- **Given instruction**:
Find each line in the records below that contains the word "overpass" and copy it out in full. Treat uppercase and lowercase as distinct.

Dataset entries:
───

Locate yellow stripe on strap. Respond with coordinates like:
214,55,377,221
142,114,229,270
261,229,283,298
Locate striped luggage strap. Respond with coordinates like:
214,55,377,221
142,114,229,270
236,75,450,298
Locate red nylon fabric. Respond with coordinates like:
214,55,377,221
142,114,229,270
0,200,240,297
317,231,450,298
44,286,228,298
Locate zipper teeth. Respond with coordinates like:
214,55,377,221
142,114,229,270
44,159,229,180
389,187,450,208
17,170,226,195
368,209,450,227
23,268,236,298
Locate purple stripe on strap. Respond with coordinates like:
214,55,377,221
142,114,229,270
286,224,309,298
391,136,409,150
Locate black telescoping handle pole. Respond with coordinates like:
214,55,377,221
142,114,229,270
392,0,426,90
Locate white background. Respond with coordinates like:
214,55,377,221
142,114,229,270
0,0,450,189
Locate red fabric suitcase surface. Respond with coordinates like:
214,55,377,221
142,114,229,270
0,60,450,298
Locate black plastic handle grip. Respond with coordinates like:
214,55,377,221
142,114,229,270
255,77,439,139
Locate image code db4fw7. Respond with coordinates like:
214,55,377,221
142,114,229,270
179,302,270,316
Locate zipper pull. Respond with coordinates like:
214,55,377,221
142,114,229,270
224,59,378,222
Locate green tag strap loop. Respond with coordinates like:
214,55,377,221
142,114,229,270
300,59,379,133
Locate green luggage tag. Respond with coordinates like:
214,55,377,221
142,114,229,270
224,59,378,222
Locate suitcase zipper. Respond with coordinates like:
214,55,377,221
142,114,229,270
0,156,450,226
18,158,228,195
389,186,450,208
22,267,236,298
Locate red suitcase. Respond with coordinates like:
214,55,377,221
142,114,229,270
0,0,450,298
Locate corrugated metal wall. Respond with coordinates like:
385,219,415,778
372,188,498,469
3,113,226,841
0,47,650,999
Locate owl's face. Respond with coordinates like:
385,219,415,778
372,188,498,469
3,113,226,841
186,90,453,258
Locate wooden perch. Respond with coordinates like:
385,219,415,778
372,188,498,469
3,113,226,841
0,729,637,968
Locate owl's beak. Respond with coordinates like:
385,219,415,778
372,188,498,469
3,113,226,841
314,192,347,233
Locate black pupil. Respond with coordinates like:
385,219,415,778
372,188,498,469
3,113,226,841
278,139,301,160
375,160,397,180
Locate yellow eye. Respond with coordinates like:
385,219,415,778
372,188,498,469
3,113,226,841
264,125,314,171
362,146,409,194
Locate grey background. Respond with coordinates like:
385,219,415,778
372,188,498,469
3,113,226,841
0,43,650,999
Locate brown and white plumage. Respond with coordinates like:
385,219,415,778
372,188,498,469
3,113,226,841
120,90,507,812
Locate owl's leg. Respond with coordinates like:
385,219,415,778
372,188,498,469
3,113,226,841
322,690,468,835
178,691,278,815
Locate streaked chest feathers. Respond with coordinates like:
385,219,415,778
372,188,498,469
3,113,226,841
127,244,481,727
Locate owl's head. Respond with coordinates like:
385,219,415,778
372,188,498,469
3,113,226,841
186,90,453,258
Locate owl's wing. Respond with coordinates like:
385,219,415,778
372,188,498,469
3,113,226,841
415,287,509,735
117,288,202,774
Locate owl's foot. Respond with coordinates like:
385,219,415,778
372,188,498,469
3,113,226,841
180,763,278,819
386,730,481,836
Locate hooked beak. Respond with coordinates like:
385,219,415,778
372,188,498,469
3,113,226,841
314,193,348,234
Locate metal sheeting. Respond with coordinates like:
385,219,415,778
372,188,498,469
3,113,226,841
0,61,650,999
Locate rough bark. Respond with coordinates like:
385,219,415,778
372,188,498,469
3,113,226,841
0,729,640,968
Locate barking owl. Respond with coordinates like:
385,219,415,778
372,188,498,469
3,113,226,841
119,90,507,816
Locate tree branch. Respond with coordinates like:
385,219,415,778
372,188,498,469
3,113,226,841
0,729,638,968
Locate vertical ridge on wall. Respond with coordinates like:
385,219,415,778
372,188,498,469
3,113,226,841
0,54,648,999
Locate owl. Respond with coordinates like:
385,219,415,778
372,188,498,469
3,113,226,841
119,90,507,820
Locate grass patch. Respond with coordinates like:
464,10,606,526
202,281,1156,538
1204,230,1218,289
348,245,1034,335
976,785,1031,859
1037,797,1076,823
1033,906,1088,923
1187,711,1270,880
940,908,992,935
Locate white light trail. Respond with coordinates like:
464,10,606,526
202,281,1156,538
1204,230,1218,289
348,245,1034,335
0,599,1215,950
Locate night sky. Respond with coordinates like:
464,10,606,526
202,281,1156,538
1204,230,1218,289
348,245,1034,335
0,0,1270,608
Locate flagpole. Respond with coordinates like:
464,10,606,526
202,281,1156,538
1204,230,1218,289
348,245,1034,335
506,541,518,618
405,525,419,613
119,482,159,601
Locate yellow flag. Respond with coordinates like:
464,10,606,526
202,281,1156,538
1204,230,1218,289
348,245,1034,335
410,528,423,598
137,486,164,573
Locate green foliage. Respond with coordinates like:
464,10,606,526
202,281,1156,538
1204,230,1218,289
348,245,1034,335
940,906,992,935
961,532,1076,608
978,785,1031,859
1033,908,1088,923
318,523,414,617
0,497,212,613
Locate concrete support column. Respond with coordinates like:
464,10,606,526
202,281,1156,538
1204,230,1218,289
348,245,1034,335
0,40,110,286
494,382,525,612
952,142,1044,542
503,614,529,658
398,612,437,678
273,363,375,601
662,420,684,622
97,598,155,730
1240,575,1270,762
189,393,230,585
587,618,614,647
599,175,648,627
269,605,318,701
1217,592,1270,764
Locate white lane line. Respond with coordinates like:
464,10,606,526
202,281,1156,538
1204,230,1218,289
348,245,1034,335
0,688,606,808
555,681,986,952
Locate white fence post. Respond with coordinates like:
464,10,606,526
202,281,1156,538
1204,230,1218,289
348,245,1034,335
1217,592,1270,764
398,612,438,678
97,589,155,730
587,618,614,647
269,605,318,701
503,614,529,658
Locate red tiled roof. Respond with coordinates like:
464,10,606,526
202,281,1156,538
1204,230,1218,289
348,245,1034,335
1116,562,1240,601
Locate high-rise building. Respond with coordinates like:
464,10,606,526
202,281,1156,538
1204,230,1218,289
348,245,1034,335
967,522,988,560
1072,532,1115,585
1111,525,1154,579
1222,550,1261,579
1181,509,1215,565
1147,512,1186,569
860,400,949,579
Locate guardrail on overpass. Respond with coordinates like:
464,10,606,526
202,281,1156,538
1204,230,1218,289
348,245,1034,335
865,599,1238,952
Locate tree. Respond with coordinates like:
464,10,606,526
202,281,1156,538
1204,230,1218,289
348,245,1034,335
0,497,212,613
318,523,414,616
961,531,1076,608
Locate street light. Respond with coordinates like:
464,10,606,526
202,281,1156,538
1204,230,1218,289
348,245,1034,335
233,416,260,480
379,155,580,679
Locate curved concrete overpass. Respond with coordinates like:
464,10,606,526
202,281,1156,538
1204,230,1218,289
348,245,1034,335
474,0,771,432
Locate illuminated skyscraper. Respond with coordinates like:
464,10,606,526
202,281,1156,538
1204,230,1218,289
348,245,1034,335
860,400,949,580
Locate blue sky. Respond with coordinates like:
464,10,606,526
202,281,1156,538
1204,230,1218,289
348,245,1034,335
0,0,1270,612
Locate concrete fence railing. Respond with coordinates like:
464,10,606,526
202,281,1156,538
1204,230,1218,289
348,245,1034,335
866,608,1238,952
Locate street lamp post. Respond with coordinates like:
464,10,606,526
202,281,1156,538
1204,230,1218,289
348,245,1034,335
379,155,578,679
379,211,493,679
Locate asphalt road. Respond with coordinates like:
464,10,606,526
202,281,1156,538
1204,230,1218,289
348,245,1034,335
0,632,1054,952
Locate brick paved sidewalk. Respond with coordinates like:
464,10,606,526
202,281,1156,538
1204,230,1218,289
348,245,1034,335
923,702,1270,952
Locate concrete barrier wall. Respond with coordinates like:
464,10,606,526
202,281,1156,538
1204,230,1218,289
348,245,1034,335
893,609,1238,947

───

- **Exercise answer**:
Locate guardrail on overpass. Respond with coordinates like:
Locate curved concrete overpass. Respond with coordinates like:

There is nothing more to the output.